## Begin DATA RECORDS
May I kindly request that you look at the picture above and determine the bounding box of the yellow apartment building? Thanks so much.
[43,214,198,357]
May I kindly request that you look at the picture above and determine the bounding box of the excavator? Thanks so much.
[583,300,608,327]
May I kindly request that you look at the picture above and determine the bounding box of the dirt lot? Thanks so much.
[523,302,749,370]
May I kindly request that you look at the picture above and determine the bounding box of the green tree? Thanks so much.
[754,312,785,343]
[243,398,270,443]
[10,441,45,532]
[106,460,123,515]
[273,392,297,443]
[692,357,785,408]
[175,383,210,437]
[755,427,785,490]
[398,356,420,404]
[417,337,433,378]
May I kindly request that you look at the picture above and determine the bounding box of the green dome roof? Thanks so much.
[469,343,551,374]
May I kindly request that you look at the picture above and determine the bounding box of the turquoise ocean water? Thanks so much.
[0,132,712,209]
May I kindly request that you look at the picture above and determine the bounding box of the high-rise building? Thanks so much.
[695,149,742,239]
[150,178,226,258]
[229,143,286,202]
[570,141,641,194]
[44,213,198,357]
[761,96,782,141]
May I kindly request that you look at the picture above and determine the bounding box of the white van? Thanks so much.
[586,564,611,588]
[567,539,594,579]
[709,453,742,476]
## End DATA RECORDS
## THE REQUEST
Please rewrite all of the entries above with "bounding box" changed to "enclosing rectangle" wherever it occurs, leaving everything else unchanged.

## FULL RESPONSE
May I kindly request that you look at the picture above and determine the enclosing rectangle of the yellow apartment building? Thanks so much.
[43,214,198,357]
May I kindly request that you look at the picture above and determine the enclosing rectangle of the excavator? Thanks so much.
[583,300,608,327]
May I kindly request that you look at the picture above and determine the enclosing rectangle of the dirt lot? Thanks so much.
[523,302,749,370]
May I kindly request that you look at the picture above and determine the enclosing rectangle of the green tree? Thanks so much.
[754,312,785,343]
[243,398,270,443]
[10,441,45,532]
[106,460,123,515]
[273,392,297,443]
[692,357,785,408]
[175,383,210,437]
[755,427,785,490]
[398,356,420,404]
[417,337,433,378]
May I kindly request that you look at the picture above and determine the enclosing rectangle of the green dome roof? Thanks so much.
[469,343,551,374]
May I kindly request that you look at the picture above and determine the enclosing rectangle of the turquoise ocean water? Thanks so much.
[0,132,712,209]
May I kindly request that you look at the picture above and determine the enclosing rectangle of the high-rise building? Thanks so much.
[695,149,742,239]
[150,178,226,258]
[229,143,286,202]
[570,141,641,194]
[44,213,198,357]
[761,96,782,141]
May I kindly request that you look at the picture above and determine the enclosing rectangle of the white van? Thanks so much.
[586,564,611,588]
[567,539,594,579]
[709,453,742,476]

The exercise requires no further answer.